----- Data shown

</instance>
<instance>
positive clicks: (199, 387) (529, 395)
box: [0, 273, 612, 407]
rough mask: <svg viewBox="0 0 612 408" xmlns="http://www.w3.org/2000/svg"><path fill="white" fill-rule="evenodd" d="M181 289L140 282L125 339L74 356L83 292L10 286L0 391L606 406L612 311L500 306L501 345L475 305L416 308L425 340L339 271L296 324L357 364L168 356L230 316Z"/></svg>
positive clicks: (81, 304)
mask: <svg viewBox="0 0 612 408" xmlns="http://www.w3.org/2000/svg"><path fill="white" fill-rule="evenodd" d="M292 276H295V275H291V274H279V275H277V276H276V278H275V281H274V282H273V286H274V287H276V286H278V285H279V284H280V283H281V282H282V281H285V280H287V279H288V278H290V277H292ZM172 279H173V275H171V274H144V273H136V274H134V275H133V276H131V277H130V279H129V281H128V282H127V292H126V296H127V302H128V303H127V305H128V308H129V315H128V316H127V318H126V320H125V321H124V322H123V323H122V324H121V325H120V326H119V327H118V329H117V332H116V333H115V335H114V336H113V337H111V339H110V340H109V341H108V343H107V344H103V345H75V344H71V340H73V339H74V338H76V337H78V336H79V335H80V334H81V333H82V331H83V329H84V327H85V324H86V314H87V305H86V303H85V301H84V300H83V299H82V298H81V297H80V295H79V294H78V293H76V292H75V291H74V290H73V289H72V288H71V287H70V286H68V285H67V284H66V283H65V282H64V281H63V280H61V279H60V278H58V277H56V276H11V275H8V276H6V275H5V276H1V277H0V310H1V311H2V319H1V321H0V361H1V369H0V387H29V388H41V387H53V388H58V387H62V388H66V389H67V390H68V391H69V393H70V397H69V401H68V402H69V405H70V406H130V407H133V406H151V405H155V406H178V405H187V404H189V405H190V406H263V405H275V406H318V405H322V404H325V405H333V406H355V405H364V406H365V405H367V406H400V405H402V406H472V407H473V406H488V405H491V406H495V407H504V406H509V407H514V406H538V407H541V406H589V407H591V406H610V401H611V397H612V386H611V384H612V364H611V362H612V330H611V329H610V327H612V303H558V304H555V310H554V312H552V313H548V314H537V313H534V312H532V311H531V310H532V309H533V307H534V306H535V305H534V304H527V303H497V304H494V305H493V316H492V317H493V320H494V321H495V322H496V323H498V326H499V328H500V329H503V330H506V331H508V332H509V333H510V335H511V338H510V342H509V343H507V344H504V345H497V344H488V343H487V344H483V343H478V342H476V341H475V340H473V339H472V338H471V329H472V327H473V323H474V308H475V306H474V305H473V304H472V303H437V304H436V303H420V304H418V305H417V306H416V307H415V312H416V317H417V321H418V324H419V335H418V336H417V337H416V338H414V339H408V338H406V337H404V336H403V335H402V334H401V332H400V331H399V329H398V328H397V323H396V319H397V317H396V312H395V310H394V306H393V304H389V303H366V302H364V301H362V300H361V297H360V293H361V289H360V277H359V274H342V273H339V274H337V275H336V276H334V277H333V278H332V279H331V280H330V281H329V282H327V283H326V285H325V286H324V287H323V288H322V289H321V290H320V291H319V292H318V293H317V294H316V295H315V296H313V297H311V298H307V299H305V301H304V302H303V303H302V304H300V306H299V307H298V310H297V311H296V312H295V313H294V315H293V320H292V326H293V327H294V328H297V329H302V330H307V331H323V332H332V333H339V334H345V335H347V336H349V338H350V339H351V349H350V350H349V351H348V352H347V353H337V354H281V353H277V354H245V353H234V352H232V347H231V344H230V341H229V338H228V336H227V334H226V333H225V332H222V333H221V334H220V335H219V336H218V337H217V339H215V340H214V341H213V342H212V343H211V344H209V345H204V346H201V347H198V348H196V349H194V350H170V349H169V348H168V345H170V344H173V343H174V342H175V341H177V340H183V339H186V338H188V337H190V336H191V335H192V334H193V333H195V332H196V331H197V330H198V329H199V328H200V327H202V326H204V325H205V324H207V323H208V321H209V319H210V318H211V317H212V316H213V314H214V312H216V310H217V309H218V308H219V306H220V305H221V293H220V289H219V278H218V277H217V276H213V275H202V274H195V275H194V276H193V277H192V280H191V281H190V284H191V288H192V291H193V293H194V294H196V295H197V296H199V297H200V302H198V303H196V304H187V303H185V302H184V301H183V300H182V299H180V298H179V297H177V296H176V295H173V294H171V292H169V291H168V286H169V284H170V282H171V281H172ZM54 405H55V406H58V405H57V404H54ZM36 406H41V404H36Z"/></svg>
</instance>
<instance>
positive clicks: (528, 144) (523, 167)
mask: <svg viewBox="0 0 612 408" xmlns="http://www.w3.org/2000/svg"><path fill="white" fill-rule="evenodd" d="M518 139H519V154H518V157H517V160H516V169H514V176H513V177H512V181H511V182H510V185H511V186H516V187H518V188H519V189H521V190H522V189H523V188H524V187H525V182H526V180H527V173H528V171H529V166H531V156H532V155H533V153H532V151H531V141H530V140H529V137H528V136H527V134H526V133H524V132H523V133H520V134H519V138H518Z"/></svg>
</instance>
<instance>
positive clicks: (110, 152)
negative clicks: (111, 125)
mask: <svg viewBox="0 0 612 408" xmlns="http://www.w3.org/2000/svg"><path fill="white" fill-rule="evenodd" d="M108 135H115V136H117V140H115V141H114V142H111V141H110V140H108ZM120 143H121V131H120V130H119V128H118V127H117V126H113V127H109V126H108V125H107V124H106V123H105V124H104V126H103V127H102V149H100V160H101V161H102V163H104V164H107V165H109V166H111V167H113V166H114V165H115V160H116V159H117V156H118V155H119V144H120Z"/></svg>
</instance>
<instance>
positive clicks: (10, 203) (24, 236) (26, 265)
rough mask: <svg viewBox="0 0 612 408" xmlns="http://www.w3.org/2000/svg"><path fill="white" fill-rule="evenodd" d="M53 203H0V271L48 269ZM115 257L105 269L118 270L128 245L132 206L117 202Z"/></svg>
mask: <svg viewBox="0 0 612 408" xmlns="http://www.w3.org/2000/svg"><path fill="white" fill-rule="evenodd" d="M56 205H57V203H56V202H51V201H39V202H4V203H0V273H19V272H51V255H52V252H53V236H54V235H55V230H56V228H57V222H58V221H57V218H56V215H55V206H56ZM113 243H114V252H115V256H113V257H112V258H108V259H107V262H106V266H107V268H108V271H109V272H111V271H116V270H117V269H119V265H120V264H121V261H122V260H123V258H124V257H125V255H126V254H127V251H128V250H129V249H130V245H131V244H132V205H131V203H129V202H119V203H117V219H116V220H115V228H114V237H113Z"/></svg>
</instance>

----------

Assigned task: Give back exactly the material above from its opening line to the line bearing "289L140 282L125 339L74".

Expected answer:
</instance>
<instance>
positive clicks: (199, 387) (529, 395)
box: [0, 273, 612, 407]
rough mask: <svg viewBox="0 0 612 408" xmlns="http://www.w3.org/2000/svg"><path fill="white" fill-rule="evenodd" d="M181 289L140 282L125 339L74 356L83 292L10 286L0 391L606 406L612 311L500 306L501 345L475 305L416 308L425 340L339 271L296 324L357 364L168 356L230 316Z"/></svg>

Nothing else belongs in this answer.